Could you turn everything in the listing below, from the line containing "Target: bin wheel" down to the line containing "49 217 L 49" (both included), into a Markdown table? Use the columns Row and Line, give each line a row number, and leave out any blank lines.
*** Material for this exercise
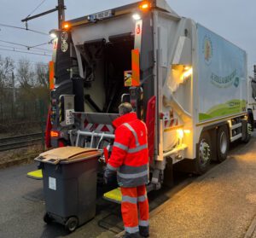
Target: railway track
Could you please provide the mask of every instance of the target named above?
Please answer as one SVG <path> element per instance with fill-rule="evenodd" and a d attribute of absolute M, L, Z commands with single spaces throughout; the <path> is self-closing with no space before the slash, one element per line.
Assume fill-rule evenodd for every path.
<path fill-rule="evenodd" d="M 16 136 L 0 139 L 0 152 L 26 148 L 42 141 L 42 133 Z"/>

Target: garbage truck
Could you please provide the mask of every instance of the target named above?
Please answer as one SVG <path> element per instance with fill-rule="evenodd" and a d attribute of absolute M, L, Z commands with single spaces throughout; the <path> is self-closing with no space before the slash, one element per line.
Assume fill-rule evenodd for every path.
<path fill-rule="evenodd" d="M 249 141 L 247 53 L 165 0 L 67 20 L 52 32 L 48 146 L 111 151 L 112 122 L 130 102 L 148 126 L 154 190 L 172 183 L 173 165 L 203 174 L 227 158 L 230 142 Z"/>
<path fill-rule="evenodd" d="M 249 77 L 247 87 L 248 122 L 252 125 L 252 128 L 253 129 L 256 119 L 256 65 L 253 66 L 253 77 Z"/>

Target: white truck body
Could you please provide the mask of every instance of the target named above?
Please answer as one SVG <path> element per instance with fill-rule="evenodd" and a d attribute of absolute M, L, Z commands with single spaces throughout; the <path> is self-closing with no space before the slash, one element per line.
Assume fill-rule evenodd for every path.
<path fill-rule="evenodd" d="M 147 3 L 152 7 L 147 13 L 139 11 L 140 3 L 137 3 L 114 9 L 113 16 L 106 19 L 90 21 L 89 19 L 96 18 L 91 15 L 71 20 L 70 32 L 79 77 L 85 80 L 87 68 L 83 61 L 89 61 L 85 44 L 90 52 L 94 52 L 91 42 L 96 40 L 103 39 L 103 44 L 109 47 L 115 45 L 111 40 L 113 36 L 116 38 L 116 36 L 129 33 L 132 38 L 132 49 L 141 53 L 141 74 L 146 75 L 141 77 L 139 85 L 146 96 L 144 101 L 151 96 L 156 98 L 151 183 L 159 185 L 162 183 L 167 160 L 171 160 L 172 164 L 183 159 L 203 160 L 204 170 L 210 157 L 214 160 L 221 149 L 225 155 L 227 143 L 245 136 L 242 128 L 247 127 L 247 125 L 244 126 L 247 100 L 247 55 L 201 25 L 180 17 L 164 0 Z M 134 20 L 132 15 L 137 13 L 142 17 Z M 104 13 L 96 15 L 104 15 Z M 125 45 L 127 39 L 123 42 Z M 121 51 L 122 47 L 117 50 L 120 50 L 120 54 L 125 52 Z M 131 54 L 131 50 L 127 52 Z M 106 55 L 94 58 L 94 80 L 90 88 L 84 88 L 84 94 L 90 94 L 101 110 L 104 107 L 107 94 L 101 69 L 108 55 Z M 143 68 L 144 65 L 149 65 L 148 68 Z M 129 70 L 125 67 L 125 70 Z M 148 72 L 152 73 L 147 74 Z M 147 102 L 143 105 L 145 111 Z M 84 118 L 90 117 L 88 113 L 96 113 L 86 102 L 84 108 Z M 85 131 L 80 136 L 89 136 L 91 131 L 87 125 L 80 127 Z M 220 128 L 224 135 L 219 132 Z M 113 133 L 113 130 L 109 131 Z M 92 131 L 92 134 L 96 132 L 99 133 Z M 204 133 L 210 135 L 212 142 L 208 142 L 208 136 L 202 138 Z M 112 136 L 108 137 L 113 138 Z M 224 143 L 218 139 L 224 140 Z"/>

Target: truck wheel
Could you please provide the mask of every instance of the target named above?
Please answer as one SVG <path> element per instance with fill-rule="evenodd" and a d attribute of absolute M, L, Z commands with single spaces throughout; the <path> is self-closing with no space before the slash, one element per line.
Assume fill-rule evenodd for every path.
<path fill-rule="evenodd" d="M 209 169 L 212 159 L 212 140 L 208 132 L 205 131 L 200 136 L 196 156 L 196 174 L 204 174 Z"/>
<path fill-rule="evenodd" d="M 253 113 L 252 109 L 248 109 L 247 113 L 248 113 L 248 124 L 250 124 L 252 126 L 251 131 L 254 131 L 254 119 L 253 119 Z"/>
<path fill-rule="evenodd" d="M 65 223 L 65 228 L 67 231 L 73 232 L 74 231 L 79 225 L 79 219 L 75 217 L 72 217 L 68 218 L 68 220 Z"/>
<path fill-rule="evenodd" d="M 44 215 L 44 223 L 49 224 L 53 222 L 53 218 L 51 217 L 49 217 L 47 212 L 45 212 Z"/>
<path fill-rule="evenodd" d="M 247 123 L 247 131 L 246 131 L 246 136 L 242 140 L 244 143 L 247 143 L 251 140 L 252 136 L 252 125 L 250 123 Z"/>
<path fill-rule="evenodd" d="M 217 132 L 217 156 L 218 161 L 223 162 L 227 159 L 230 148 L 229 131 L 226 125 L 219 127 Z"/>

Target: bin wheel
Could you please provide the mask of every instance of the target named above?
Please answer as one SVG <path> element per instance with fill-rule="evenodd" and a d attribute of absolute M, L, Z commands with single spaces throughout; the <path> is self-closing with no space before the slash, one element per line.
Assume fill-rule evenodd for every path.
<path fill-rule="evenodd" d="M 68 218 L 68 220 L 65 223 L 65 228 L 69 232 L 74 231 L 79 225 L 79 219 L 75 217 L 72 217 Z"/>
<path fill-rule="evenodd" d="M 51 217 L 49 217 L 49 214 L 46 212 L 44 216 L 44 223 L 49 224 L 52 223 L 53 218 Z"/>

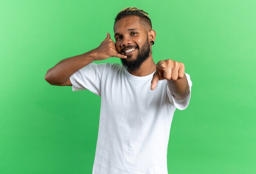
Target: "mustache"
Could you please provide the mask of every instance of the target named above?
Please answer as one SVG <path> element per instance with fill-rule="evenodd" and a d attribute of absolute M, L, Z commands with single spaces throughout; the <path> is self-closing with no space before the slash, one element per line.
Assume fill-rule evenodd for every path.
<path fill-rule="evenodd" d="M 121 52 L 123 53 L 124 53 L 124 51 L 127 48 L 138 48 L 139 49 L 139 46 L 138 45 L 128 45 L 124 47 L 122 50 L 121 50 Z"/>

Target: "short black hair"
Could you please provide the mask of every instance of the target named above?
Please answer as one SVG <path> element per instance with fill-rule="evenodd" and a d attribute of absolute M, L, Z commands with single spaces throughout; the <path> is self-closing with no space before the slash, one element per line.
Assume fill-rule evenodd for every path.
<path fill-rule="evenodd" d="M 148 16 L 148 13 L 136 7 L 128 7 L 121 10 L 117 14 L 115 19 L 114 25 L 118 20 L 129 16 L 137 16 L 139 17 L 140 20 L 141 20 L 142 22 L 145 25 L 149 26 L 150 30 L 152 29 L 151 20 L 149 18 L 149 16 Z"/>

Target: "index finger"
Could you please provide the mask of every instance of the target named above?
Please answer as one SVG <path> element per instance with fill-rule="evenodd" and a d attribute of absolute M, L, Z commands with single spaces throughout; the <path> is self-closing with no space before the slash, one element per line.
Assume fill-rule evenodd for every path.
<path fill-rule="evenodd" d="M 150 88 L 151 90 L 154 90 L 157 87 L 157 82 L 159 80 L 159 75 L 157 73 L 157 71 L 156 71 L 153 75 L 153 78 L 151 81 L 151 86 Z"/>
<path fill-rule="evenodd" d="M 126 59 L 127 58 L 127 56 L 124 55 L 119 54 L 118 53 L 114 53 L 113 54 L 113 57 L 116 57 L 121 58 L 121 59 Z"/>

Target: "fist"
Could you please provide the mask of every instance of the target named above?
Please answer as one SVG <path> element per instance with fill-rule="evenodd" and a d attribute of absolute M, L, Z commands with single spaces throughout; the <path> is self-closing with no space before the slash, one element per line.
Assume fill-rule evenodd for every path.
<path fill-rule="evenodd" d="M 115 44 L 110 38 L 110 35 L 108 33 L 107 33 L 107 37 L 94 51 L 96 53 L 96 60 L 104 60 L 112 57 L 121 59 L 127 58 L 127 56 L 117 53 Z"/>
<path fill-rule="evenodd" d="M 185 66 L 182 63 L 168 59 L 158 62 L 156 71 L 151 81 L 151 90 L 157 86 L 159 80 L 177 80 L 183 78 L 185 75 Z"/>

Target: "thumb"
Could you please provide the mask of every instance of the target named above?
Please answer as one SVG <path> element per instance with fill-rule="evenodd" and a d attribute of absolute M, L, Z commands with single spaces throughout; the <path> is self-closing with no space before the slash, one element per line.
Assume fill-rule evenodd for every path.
******
**Output below**
| Row | Line |
|---|---|
| 1 | Target: bin wheel |
| 2 | Could you please provide the mask of every instance of the target named above? |
| 3 | Please answer as one SVG <path> element per instance with fill-rule="evenodd" and a d attribute of absolute M, L, Z commands with single spaces throughout; the <path> is self-closing with no space before the slash, one element per line. |
| 4 | Assume fill-rule evenodd for every path. |
| 5 | <path fill-rule="evenodd" d="M 68 218 L 68 220 L 65 223 L 65 228 L 69 232 L 74 231 L 79 225 L 79 219 L 75 217 L 72 217 Z"/> |
| 6 | <path fill-rule="evenodd" d="M 51 217 L 49 217 L 49 214 L 46 212 L 44 216 L 44 223 L 49 224 L 52 223 L 53 218 Z"/> |